(INPUT DATA)

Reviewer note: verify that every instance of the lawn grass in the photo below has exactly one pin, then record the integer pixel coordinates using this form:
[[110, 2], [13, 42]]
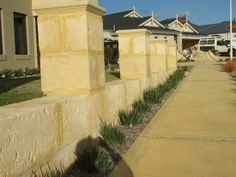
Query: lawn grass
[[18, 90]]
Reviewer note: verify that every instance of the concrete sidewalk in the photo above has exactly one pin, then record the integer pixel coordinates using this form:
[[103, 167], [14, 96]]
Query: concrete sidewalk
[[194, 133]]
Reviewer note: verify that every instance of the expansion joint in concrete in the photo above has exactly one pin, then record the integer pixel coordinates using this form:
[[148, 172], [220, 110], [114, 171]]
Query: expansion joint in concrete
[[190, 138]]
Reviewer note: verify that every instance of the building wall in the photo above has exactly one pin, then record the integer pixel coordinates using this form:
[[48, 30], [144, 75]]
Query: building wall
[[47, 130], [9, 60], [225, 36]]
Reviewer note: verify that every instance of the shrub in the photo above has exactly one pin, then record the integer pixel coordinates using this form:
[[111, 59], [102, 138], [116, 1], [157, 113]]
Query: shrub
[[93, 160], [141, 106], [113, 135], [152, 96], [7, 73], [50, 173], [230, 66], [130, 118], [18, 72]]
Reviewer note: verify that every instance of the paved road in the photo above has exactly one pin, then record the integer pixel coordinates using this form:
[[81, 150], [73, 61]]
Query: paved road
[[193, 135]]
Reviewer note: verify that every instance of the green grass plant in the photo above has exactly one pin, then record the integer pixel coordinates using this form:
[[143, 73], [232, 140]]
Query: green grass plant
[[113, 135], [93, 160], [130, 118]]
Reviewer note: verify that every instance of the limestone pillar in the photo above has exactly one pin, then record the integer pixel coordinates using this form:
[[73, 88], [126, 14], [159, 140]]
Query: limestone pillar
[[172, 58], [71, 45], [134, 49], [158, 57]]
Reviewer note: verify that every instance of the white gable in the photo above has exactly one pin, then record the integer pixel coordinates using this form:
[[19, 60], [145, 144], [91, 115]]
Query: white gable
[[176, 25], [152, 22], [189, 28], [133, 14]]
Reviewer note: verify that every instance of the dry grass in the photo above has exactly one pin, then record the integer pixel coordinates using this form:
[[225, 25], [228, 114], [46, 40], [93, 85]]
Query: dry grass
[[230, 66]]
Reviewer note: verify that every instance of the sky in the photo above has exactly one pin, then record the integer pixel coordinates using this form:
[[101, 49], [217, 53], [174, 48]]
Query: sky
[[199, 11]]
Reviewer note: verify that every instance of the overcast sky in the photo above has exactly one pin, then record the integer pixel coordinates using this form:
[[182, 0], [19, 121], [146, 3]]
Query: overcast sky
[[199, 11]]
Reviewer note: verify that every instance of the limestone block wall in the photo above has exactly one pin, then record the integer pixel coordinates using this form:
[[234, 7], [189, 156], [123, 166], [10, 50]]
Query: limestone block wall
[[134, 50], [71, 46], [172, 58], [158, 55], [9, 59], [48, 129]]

(End INPUT DATA)

**WORK REQUEST:**
Would you copy, unchanged, the stretch of the records above that begins at the line containing "Reviewer note: verify that every instance of the building" and ends at the line containing "[[111, 59], [102, 138], [116, 1], [157, 113]]", and only that?

**COMPLETED TASK:**
Reviewer note: verify that every instance of the building wall in the photo above has exactly one pin, then record the integer pixel coordinates using this form:
[[48, 30], [144, 75]]
Query: building wall
[[47, 130], [9, 60], [225, 36]]
Reviewer note: verify that every instance of the shrub in the photo above has exactly one pin, then record the integer pixel coordinates using this form:
[[111, 59], [102, 138], [116, 1], [157, 113]]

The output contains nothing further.